## WHAT IS REQUIRED
Copy out each line of these records word for word, leaving out the pictures.

## DATA SUPPLIED
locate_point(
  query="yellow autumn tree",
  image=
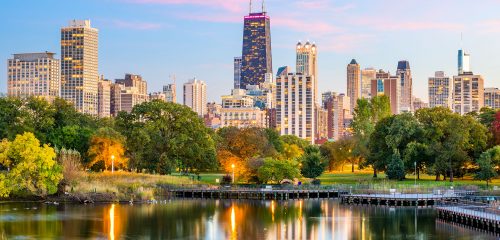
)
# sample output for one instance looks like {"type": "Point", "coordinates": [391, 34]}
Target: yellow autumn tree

## TASK SOLUTION
locate_point(
  query="yellow autumn tree",
  image=
)
# sample output for one instance looks like {"type": "Point", "coordinates": [391, 34]}
Target: yellow autumn tree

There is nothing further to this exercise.